TASKS:
A: Answer these from the dowsing excerpt, one answer per line, marked (i), (ii), (iii):
(i) Who inspected the experiment ground to detect fraud?
(ii) What institution was J.T. Enright with?
(iii) How is the ideomotor effect best described?
B: Revise the part of the dowsing excerpt that opens with "If science has" and closes with "Ouija boards work.", putting "plumb bob" in place of "pendulum".
C: Continue the dowsing excerpt after its final sentence.

EXCERPTED TEXT:
==========

The Munich experiment

There is one study that water witches claw onto. Professor Hans-Dieter Betz of the University of Munich published studies in the 1990s which contended that dowsing worked. His original experiments were carried out in a barn where a pipe atop a wagon could be connected to create random water flows in different locations. Dowsers on the upper level of the barn and those below did not know where the dowser was creating a double-blind study. Also, the entire experiment ground was inspected by a magician to detect fraud. Betz found that a few chosen dowsers were more successful than others in locating water over a wide variety of locations. In a later paper, Betz concluded, "The results obtained show the dowsing technique to be a serious alternative for groundwater prospecting." Dowsers have used this study to the present as conclusive proof that water witching is a legitimate phenomenon.

These results have been highly criticized, especially by J.T. Enright of the Scripps Institute of Oceanography. He noted that the Munich tests were not legitimate since Betz counted only the most successful dowsers and selected for only those water witches which seemed to support his claims. In other words, if you have a large group of dowsers some will randomly find water. When these are selected over the others it biases the results. Enright wrote, "...the Munich experiments constitute as decisive and complete a failure as can be imagined of dowsers to do what they claim they can." 

The ideomotor effect

If science has largely debunked dowsing as a pseudoscience then how does it explain the movement of the divining rods? What is happening is called the ideomotor effect. This is best described as involuntary movement caused by the subconscious mind. For example, with the pendulum, small involuntary movements will make it start to swing. It doesn't take much to do it. The same is true for dowsing rods. What is likely occurring is that the dowser expects an outcome and this creates the necessary movements which are undetected by the dowser. The FBI's Law Enforcement Bulletin explains, "The pointers are typically held in a position of unstable equilibrium, and, therefore, a small movement, such as an involuntary vibration in the user's arm, becomes amplified and causes the pointers to visibly move." This phenomenon has been attributed to how Ouija boards work.

==========

ENTRIES PROVIDED:

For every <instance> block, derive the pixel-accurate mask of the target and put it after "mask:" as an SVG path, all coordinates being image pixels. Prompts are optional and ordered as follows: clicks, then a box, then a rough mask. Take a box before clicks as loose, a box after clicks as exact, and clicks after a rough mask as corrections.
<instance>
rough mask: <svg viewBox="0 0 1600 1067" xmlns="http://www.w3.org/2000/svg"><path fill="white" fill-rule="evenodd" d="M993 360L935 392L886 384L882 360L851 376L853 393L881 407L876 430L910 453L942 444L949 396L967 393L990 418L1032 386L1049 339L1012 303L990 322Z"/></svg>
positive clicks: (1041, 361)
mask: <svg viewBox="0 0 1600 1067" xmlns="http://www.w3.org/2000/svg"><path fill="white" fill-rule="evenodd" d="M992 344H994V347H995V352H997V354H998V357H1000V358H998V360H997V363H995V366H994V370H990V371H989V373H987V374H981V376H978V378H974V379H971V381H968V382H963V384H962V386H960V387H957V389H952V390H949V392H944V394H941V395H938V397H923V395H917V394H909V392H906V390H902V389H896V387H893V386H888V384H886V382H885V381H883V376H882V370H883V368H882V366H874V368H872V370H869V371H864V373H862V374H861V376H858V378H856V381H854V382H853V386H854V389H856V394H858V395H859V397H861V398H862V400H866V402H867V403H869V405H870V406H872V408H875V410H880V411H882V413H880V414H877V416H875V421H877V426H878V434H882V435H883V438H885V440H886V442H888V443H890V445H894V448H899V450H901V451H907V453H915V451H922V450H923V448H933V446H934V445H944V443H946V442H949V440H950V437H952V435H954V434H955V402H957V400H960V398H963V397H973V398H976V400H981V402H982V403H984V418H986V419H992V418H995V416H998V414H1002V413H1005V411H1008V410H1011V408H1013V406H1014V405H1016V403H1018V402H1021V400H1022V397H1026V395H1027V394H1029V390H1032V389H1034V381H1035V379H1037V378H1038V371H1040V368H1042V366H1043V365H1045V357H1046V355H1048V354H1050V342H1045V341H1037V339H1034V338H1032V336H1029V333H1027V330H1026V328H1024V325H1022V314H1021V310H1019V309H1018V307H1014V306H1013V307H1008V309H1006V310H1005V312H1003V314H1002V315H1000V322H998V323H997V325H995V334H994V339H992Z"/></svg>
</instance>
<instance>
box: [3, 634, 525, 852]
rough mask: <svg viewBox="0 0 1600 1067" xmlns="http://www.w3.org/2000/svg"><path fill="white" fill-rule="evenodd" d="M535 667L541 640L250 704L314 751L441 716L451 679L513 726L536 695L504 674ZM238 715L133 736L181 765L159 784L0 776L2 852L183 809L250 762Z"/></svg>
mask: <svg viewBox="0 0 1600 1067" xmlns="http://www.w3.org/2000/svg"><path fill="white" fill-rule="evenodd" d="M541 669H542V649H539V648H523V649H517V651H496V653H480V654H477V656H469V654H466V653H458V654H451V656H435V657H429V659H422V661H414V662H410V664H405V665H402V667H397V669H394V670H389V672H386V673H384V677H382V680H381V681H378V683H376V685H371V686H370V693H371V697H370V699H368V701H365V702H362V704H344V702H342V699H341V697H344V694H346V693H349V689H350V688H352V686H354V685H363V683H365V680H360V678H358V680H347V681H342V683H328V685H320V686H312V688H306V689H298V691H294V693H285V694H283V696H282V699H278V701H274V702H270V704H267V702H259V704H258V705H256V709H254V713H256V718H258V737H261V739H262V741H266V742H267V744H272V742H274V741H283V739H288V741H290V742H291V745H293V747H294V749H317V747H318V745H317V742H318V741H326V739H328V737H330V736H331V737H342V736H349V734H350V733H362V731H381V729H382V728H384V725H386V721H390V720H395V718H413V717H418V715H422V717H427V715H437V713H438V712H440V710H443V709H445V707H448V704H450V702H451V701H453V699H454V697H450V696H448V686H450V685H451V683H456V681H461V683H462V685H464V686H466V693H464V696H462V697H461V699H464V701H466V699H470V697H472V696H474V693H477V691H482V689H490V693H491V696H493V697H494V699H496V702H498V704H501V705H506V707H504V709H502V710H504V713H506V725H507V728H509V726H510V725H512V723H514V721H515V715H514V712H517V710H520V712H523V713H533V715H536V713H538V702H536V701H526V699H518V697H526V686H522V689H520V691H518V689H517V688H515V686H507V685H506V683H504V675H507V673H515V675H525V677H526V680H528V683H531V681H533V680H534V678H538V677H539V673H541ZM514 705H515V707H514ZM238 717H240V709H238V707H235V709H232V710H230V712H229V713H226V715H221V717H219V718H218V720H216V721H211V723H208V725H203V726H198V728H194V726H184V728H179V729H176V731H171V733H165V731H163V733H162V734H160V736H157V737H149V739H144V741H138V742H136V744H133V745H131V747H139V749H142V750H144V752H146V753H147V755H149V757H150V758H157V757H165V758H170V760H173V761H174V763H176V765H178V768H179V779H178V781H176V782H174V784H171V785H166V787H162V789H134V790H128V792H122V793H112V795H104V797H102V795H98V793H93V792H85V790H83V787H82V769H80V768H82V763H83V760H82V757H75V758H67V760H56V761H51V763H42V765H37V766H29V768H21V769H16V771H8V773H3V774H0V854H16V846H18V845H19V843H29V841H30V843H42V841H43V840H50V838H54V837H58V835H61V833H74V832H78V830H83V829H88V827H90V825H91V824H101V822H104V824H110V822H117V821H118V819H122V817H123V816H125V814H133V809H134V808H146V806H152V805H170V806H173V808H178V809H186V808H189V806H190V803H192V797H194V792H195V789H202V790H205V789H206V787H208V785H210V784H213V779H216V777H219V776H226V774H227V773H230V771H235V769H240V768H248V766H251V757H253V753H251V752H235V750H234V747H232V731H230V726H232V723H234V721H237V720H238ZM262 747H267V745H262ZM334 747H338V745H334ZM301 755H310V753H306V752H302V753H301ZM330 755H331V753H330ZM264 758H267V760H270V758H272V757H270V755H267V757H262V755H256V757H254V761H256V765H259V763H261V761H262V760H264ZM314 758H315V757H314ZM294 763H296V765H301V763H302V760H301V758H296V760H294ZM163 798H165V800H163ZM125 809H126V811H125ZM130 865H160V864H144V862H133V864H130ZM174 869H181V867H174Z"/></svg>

==========

SOLVED TASKS:
A:
(i) A magician.
(ii) The Scripps Institute of Oceanography.
(iii) As involuntary movement caused by the subconscious mind.

B:
If science has largely debunked dowsing as a pseudoscience then how does it explain the movement of the divining rods? What is happening is called the ideomotor effect. This is best described as involuntary movement caused by the subconscious mind. For example, with the plumb bob, small involuntary movements will make it start to swing. It doesn't take much to do it. The same is true for dowsing rods. What is likely occurring is that the dowser expects an outcome and this creates the necessary movements which are undetected by the dowser. The FBI's Law Enforcement Bulletin explains, "The pointers are typically held in a position of unstable equilibrium, and, therefore, a small movement, such as an involuntary vibration in the user's arm, becomes amplified and causes the pointers to visibly move." This phenomenon has been attributed to how Ouija boards work.

C:
Some dowsers accept the ideomotor phenomenon but simply add that it is being caused by their own psychic forces and connections to the energy of what they are seeking. 

While it may seem petty to argue the point, belief in dowsing can be extremely dangerous. "The Skeptics' Guide to the Universe" reported that a U.K. businessperson made about $75 million in selling a golf ball finder that was a dowsing rod. While this seems harmless, he took the device and sold it as a bomb detector. It probably resulted in hundreds of deaths in Iraq and definitely resulted in a 10-year prison term for the fraudster.

But its cheaper than a hydrologist

Despite the evidence that this ancient art is a pseudoscience, water witching still remains popular. This may be due to climate change and costs. In 2022, the Los Angeles Times reported that as drought impacted California there has been an uptick in hiring water witches. They happen to be more affordable than scientists. For example, in 2021, the New York Times stated that a well-known Californian dowser named Rob Thompson quoted $1,400 for a dowsing visit while a geologist quoted a minimum of $6,500. These financial pressures help explain why according to the Wine Industry Advisor that Californian vineyard owners have been turning more and more to water witches to locate this scarce commodity. Even some water companies hire water witches. New Scientist reported in 2023 that in the United Kingdom, the Thames Water and Severn Trent Water companies used dowsing rods to locate leaks. 

It seems that finding water leaks is as ancient as dowsing itself. It is likely that belief in water witching is not likely to recede as dowsers and those who hire them are set immobile in their beliefs. As one dowsing book states, "It is impossible to prove to some people that we went to the moon if they don't want to believe it. The same is true for divining. If you convinced yourself that you do not want to believe it, then it doesn't matter what we say; you'll never be convinced."